-- Input material start --
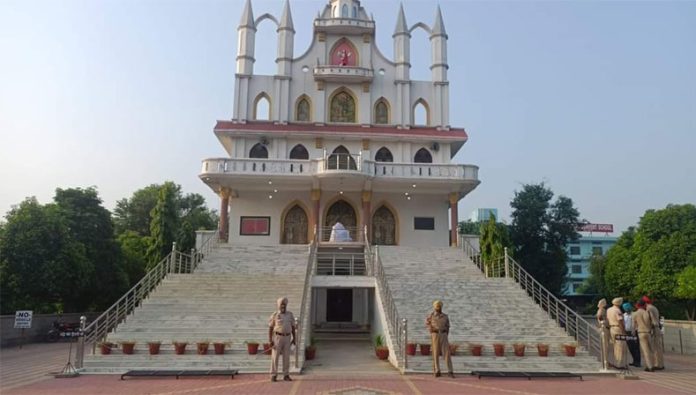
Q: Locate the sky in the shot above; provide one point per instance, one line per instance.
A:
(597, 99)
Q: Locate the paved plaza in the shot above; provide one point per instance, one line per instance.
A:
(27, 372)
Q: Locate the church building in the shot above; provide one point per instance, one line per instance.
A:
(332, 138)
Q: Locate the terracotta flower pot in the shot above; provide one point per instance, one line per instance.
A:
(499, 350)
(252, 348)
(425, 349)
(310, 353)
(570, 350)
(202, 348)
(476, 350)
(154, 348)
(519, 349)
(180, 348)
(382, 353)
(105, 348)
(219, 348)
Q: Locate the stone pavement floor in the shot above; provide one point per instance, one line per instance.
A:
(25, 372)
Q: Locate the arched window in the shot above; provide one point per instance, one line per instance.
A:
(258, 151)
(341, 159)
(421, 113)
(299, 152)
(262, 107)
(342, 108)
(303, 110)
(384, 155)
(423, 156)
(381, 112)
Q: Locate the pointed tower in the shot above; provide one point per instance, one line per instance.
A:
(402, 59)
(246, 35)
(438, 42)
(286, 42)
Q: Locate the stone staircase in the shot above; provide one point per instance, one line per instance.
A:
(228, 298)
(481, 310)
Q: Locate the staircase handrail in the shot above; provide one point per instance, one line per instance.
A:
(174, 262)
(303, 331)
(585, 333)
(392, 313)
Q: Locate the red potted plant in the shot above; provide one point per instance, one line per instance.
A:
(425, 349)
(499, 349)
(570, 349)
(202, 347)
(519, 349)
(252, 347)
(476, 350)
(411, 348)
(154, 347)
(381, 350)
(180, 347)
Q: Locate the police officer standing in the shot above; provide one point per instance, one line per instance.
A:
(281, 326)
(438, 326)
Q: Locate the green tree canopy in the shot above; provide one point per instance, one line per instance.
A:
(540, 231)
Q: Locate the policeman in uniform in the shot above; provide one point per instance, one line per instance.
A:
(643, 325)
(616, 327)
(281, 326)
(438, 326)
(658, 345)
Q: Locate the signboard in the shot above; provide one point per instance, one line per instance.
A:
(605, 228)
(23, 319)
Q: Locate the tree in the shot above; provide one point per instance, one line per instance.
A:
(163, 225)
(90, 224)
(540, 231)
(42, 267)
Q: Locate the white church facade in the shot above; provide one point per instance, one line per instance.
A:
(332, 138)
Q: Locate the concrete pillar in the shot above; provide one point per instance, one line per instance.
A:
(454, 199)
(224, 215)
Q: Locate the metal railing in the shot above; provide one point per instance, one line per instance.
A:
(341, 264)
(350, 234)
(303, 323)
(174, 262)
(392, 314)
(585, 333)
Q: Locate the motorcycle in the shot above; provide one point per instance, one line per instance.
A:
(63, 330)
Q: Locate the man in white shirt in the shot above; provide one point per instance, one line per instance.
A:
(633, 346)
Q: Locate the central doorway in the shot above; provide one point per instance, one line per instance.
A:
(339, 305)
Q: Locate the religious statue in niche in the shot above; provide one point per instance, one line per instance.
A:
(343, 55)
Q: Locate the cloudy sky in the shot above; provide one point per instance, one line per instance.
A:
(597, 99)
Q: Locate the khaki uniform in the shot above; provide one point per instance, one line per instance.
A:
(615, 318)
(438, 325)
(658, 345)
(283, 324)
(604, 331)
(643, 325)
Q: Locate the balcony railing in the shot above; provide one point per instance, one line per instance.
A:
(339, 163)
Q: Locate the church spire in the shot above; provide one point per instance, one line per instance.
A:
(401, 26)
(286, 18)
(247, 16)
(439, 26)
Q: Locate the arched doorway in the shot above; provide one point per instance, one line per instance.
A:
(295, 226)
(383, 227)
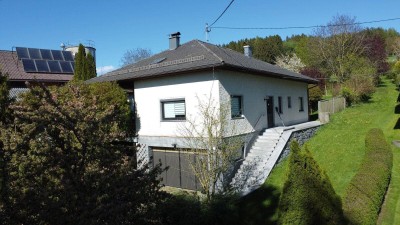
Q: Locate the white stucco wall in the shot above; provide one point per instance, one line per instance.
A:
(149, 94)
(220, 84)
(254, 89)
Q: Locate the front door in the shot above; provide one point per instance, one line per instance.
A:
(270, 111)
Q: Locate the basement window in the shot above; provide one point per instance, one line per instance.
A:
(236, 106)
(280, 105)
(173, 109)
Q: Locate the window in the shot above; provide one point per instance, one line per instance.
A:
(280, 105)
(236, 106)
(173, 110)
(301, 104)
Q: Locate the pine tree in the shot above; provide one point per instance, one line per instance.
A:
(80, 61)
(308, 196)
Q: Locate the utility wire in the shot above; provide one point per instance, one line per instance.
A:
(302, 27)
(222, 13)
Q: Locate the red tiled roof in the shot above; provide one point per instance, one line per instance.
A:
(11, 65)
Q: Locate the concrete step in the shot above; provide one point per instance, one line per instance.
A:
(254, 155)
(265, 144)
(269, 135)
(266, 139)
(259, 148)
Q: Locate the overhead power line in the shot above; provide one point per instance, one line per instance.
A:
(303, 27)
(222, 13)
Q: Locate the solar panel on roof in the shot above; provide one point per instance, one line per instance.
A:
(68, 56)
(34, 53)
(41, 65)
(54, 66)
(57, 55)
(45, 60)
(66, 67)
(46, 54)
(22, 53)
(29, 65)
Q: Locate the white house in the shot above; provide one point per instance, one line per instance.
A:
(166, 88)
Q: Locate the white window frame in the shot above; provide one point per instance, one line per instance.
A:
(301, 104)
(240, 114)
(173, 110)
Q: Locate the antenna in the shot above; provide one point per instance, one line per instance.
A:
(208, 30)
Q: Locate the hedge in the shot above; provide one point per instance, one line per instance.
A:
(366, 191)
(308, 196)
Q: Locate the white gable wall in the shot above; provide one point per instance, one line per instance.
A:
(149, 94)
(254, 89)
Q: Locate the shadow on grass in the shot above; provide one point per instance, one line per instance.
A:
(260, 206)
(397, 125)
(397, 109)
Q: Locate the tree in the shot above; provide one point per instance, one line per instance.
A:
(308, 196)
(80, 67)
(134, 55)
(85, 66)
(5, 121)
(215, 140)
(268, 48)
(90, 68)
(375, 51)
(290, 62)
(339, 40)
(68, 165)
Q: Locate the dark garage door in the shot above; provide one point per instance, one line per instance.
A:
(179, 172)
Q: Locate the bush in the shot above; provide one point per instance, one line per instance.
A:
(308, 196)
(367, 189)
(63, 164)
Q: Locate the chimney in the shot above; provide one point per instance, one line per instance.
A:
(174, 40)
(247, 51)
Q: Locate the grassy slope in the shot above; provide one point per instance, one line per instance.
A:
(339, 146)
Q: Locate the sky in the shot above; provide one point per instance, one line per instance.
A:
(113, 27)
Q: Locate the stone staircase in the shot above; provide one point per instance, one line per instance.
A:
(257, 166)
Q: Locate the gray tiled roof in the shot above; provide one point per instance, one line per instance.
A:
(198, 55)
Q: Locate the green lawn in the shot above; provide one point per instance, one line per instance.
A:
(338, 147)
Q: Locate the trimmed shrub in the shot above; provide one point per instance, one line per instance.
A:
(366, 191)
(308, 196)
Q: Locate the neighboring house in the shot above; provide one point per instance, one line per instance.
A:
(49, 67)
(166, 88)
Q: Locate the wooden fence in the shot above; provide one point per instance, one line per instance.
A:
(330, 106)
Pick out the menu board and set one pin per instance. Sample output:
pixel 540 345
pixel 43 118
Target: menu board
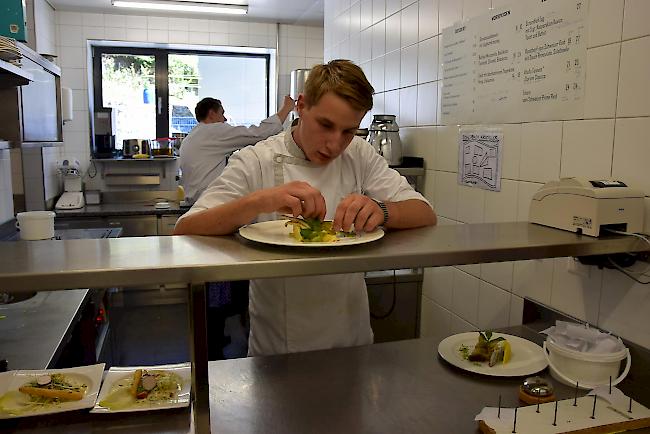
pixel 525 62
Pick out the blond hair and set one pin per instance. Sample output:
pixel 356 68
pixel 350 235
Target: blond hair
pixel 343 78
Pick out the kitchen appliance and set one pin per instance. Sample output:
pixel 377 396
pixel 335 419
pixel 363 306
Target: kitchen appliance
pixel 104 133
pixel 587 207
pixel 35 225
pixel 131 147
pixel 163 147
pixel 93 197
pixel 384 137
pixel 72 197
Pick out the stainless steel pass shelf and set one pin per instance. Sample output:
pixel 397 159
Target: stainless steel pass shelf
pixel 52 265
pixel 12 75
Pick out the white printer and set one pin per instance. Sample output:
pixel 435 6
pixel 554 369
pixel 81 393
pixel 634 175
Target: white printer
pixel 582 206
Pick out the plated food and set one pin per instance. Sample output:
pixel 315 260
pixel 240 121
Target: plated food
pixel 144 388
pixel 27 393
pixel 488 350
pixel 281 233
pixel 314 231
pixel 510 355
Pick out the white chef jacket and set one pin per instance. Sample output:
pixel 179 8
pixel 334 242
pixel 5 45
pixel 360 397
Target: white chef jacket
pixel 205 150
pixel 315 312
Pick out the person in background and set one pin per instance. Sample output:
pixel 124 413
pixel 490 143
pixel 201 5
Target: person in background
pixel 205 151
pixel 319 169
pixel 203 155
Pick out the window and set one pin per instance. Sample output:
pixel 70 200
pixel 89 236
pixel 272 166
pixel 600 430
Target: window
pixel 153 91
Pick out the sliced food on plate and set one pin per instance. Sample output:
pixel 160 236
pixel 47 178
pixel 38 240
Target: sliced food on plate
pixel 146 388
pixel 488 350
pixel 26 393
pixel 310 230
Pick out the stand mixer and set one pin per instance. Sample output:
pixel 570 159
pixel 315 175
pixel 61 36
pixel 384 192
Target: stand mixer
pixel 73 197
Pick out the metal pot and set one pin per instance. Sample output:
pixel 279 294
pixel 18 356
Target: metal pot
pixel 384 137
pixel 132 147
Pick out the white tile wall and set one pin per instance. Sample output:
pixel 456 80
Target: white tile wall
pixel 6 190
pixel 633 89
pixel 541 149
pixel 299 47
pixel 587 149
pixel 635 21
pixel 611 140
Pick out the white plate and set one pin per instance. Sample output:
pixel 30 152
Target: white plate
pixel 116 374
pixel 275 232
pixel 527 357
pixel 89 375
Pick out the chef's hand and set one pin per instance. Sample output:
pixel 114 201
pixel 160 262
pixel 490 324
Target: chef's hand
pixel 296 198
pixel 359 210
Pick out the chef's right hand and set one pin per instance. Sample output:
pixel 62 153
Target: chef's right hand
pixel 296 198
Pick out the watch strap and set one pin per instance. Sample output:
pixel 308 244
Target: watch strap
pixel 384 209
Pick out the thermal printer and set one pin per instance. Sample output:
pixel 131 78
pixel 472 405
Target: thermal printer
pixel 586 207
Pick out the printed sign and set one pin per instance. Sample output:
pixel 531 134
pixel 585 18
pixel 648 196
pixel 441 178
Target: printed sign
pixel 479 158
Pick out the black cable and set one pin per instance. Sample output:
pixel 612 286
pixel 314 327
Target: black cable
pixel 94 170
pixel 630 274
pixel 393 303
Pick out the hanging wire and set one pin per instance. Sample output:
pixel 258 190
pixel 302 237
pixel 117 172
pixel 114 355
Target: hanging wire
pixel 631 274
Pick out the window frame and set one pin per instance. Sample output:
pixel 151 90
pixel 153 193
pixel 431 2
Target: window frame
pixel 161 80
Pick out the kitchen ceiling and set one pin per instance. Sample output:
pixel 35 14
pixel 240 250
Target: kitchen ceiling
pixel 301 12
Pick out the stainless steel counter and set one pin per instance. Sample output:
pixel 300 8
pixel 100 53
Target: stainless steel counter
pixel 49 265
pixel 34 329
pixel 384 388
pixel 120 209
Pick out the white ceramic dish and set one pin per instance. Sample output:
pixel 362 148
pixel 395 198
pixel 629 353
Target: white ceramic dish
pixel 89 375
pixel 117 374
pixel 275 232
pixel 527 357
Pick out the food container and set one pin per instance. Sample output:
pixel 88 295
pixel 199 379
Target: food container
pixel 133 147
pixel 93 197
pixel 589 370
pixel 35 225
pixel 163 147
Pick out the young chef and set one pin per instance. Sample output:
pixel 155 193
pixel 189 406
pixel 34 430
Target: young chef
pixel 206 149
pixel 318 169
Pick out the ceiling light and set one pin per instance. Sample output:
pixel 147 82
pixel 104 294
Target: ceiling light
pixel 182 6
-- Input material end --
** What you should do **
Update the lines starting at the one containing "Pick out the stainless steel counter" and ending at the one containing "pixel 120 209" by swapping "stainless steel counter" for "metal work surface", keeping everything else the same.

** The result **
Pick out the metal work surface and set one pin per instance. Sample output:
pixel 300 8
pixel 100 53
Target: metal work surface
pixel 49 265
pixel 34 329
pixel 384 388
pixel 120 209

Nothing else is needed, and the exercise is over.